Set exercise -
Return every line that contains the word "water". Matches are case-sensitive.

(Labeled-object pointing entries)
══════
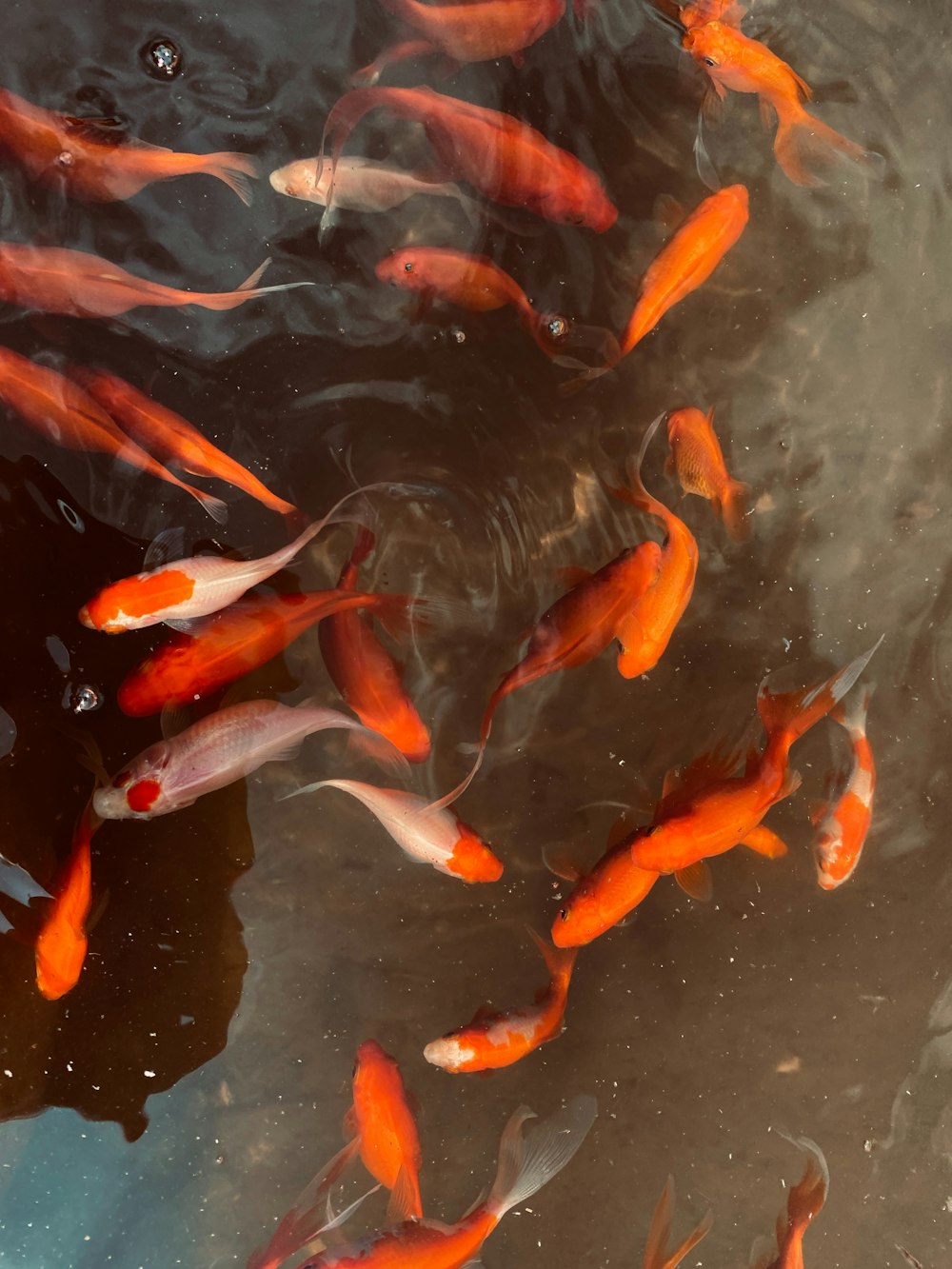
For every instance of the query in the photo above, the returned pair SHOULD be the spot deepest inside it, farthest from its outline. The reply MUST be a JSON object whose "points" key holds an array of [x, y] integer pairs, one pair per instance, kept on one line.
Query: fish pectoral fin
{"points": [[696, 881], [764, 842]]}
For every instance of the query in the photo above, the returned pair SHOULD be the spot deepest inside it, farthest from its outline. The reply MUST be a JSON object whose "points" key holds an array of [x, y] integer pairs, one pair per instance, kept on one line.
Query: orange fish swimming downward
{"points": [[91, 160], [803, 145], [495, 1040], [699, 461]]}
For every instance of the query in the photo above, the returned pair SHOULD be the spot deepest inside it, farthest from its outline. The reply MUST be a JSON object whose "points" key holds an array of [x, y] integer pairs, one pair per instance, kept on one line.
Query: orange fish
{"points": [[803, 1204], [61, 944], [803, 144], [59, 281], [659, 1253], [231, 644], [63, 412], [475, 30], [384, 1123], [90, 160], [365, 673], [697, 458], [170, 438], [495, 1040], [497, 153], [843, 825], [647, 628]]}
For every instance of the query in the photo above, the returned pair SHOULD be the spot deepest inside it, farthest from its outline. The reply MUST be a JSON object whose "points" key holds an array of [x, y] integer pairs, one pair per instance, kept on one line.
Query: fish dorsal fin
{"points": [[168, 545]]}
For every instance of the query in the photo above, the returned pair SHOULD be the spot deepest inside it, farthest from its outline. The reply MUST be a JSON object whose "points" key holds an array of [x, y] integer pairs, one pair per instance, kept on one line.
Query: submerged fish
{"points": [[699, 461], [55, 279], [170, 438], [65, 414], [497, 153], [803, 145], [843, 823], [524, 1169], [217, 750], [494, 1040], [89, 159]]}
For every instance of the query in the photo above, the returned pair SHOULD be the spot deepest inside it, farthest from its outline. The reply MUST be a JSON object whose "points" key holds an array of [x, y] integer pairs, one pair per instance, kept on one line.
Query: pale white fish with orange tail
{"points": [[220, 749]]}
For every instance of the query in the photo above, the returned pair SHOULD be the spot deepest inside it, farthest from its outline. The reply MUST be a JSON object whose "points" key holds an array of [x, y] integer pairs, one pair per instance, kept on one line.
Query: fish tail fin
{"points": [[235, 170], [527, 1164], [788, 715], [806, 148], [733, 506]]}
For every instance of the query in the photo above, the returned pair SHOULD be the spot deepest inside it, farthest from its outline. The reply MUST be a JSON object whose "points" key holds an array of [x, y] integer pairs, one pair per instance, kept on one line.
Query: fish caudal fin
{"points": [[806, 149], [526, 1164], [792, 713]]}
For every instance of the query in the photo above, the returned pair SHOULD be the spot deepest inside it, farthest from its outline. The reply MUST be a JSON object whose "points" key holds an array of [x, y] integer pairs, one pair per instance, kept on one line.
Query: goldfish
{"points": [[56, 279], [647, 627], [217, 750], [843, 825], [178, 591], [494, 1040], [99, 164], [497, 153], [63, 412], [524, 1169], [61, 944], [232, 643], [699, 461], [428, 834], [384, 1123], [365, 673], [658, 1252], [475, 30], [803, 1203], [803, 142], [170, 438]]}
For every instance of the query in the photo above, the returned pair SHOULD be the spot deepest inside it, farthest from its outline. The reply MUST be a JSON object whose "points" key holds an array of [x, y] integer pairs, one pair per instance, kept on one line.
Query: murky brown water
{"points": [[247, 945]]}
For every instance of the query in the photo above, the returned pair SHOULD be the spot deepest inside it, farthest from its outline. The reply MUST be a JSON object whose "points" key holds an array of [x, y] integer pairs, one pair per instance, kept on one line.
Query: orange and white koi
{"points": [[98, 163], [55, 279], [494, 1040], [803, 145], [428, 834], [170, 438], [63, 412], [699, 461], [843, 825], [805, 1202], [365, 673], [63, 942], [178, 591], [220, 749], [475, 30], [647, 627], [522, 1172], [659, 1253], [383, 1122]]}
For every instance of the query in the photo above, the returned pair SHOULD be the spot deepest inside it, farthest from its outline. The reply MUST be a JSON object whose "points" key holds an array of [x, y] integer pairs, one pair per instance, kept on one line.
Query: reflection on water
{"points": [[244, 947]]}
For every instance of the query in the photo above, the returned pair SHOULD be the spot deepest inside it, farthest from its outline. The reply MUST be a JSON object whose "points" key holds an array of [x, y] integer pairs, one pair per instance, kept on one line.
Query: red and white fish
{"points": [[524, 1169], [91, 160], [428, 834], [843, 823], [65, 414], [497, 153], [494, 1040], [55, 279], [170, 438], [220, 749]]}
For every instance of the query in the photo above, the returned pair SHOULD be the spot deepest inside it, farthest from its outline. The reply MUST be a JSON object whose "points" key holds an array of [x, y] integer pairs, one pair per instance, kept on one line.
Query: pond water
{"points": [[169, 1109]]}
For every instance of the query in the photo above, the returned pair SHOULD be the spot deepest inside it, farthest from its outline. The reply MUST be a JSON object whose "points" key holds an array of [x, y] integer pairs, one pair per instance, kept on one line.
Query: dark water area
{"points": [[169, 1109]]}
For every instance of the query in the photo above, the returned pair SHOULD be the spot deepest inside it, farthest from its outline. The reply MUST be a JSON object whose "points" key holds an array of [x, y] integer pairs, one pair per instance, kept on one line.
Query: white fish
{"points": [[221, 749], [437, 838]]}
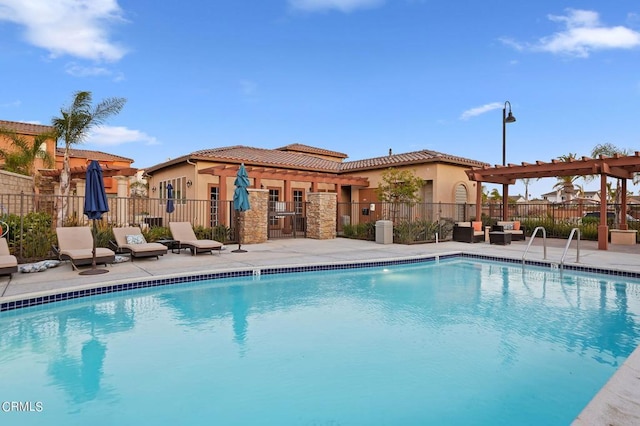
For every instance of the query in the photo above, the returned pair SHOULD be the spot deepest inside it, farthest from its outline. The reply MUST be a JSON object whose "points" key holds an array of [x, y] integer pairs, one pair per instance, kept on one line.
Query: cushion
{"points": [[135, 239], [38, 267]]}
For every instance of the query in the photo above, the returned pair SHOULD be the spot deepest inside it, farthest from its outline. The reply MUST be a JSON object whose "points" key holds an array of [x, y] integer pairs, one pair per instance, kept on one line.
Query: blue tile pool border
{"points": [[115, 288]]}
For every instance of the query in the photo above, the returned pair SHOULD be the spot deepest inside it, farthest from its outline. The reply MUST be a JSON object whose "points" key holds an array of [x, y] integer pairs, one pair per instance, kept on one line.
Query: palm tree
{"points": [[566, 183], [72, 128], [22, 159]]}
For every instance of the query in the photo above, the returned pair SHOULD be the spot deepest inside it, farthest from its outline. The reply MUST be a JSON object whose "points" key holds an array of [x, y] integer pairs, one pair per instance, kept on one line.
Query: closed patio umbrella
{"points": [[241, 200], [170, 196], [95, 205]]}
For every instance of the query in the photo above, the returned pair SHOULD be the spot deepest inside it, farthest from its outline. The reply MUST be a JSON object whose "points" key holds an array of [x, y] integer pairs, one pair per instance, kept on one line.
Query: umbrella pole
{"points": [[239, 249], [94, 270]]}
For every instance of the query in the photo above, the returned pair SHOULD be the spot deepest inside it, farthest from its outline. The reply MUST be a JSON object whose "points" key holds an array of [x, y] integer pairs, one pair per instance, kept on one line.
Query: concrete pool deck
{"points": [[618, 403]]}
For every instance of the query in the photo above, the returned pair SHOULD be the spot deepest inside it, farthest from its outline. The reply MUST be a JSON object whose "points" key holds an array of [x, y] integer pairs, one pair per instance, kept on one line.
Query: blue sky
{"points": [[355, 76]]}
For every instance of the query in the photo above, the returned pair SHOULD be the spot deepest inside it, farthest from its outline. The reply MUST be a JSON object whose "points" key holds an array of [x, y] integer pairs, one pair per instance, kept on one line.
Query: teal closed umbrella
{"points": [[241, 200], [95, 205]]}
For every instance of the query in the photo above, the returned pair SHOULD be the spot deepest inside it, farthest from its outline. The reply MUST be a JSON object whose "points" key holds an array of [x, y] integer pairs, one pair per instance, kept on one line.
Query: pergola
{"points": [[617, 166]]}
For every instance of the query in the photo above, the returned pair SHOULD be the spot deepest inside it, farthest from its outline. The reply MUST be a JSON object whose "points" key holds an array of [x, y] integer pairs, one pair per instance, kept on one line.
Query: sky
{"points": [[355, 76]]}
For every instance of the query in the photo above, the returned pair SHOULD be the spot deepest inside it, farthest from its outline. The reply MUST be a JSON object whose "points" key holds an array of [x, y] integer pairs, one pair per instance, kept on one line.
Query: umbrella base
{"points": [[94, 272]]}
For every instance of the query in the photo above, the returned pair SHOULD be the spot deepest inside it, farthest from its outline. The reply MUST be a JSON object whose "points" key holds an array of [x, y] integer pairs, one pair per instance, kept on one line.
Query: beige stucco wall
{"points": [[445, 177]]}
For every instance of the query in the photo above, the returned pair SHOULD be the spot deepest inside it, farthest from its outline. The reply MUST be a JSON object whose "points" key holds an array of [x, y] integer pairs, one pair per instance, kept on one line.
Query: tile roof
{"points": [[298, 147], [267, 157], [300, 161], [93, 155], [25, 128], [416, 157]]}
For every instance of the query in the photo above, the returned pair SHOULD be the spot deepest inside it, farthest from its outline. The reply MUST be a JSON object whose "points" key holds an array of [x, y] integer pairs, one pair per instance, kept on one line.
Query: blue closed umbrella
{"points": [[170, 205], [95, 200], [241, 199], [95, 205]]}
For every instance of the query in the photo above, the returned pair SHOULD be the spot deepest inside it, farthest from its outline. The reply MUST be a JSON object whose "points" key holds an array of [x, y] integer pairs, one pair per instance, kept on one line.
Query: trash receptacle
{"points": [[384, 232]]}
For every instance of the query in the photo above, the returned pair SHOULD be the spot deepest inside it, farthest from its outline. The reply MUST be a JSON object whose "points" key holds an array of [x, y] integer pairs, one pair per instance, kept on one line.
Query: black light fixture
{"points": [[506, 118]]}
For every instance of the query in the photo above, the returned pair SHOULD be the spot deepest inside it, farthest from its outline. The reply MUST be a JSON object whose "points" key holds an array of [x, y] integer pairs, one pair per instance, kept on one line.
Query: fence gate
{"points": [[287, 219]]}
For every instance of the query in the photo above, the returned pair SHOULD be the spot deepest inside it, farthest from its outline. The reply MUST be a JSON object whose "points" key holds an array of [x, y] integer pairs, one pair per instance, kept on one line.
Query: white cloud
{"points": [[79, 28], [582, 34], [118, 135], [480, 110], [13, 104], [345, 6]]}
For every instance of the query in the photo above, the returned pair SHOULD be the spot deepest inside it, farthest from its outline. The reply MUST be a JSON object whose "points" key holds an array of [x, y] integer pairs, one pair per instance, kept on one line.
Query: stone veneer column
{"points": [[123, 200], [254, 223], [321, 215]]}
══════
Answer -
Query: murky brown water
Query: reflection on water
Query: pond water
Query: dark water area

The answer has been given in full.